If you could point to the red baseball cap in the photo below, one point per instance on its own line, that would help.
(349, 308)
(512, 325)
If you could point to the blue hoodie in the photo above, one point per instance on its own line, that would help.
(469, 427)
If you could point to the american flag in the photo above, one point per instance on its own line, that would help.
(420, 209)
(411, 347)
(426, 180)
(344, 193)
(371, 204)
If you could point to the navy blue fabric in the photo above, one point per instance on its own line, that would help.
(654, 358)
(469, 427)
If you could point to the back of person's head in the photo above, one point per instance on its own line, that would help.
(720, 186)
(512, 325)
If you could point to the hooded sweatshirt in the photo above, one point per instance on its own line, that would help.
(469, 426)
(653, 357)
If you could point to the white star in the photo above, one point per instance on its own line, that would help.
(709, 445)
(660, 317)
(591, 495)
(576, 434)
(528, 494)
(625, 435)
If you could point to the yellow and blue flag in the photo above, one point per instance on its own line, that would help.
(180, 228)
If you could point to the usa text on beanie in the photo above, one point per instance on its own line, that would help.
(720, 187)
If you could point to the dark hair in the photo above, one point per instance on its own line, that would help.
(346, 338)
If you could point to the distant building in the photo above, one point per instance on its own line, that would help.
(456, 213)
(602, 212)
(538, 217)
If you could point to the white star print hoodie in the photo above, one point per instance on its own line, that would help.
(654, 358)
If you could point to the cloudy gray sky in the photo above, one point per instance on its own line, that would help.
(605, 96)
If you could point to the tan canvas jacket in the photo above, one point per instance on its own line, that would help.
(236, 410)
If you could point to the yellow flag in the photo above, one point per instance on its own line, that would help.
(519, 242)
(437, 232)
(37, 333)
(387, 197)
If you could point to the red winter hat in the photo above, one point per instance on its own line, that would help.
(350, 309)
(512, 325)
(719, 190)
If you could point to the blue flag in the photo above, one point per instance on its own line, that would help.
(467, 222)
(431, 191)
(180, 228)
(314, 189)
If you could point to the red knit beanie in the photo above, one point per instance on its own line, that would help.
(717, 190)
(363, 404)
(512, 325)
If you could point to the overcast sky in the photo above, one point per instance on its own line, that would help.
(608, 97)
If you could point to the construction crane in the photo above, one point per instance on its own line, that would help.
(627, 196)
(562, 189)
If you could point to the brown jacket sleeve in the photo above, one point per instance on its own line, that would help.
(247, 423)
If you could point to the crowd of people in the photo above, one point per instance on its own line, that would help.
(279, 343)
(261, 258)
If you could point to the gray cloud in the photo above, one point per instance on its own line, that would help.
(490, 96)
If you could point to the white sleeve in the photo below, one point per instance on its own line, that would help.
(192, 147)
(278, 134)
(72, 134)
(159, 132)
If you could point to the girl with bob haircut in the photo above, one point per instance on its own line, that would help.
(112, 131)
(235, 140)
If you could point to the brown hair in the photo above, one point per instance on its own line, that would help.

------------------------

### [OBJECTIVE]
Your task is to extract the lines running from the one with "If you could point to the white star print" to the end of the material, inclusive, copying each exactly and adding nothing.

### [FINAL RESULT]
If you could point to the white star print hoodie in the photo above, one point per instance on its own line, that would help.
(654, 358)
If you could point to the cloudy gray sky in the photo above, one point per instance on its own line, that would help.
(605, 96)
If you could point to the tan canvas jacket in the photo above, one point per instance on its own line, that would help.
(236, 410)
If you could point to the yellow flag in the photo above, one point per instance on its own line, that would help.
(519, 242)
(437, 232)
(37, 333)
(387, 197)
If you could point to the red winter hat in the photo above, one point per instance on its own line, that would help.
(350, 309)
(512, 325)
(719, 190)
If you could point to the blue flag in the photo above, one point per instance on its own line, that would help.
(467, 222)
(431, 191)
(180, 228)
(314, 189)
If you could point to the red knit beanie in the photo above, one point per instance on its own line, that would help.
(717, 190)
(363, 404)
(512, 325)
If you could point to the overcast sky in the photo above, one point per instance on its own line, that would help.
(608, 97)
If you could point to the construction crane in the photo above, one point per instance on its own line, that would help.
(627, 196)
(562, 189)
If you could point to the brown jacket sleeve in the photo above, one point per instance on its own line, that would help.
(247, 423)
If you could point to the crowd of people in the photo above, one point per instance on its own line, that would help.
(279, 343)
(261, 258)
If you could point to the gray cloud in the photo above, one point per instance on its own line, that would help.
(490, 96)
If you could point to the white sleeve in the photo below, one point per instance on its own line, that would help.
(192, 147)
(278, 134)
(72, 134)
(159, 132)
If you could point to the girl with bob haircut in the photo above, one point per instance on its own line, that would help.
(112, 131)
(235, 140)
If you could point to the brown hair in the photo above, one point per instance on its own line, that would help.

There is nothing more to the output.